Find every line in the data below that contains the word "background" and copy each of those lines in full.

____

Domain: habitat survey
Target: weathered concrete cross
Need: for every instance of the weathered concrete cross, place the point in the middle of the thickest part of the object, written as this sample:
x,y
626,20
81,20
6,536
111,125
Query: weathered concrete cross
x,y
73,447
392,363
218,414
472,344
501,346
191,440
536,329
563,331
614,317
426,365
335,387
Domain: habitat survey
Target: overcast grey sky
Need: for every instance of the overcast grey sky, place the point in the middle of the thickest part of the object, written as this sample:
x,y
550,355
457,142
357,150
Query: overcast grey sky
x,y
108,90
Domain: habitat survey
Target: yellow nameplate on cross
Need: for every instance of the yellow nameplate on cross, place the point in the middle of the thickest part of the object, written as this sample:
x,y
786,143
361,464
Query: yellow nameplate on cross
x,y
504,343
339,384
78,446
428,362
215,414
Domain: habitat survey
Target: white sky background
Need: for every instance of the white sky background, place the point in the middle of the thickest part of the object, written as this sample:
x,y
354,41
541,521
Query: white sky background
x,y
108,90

____

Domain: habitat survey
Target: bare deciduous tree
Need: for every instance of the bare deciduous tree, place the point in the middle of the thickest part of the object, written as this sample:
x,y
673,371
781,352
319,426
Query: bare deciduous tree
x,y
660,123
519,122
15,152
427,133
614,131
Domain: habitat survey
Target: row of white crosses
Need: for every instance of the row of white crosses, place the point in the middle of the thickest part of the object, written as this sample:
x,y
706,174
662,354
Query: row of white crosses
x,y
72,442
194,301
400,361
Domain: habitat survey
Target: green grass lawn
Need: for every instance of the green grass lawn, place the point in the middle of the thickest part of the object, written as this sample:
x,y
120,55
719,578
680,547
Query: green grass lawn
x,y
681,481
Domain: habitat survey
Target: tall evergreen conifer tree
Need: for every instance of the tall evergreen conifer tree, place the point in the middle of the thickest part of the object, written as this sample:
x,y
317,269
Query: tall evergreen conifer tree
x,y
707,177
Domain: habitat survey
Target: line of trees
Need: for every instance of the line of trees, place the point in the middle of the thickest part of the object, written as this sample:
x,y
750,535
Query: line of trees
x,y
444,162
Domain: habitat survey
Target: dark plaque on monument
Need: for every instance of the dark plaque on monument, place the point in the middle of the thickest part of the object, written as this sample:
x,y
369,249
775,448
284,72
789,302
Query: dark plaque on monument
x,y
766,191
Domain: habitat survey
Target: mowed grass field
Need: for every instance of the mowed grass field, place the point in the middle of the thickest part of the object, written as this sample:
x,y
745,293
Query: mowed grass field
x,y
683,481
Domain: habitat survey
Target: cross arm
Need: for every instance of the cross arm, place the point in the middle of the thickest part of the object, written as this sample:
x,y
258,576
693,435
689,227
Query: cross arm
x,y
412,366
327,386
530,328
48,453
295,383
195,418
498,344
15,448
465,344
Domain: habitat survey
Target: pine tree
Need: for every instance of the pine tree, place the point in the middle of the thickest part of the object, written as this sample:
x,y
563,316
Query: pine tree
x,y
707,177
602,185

____

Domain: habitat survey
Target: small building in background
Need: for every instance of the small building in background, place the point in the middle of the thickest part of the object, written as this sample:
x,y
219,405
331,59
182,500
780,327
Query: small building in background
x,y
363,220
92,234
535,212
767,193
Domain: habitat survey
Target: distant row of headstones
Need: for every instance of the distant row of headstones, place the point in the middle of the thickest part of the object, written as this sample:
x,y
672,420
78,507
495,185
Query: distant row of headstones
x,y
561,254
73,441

____

* _Task answer_:
Target: white sky background
Need: for every instance of the white sky background, place the point in the middle of the thickest part of the object, written as this sample:
Query: white sky background
Target: small building in background
Need: for every instance of the small building in background, place the point in the middle of the thickest part of the object, written as this sample:
Query: small building in background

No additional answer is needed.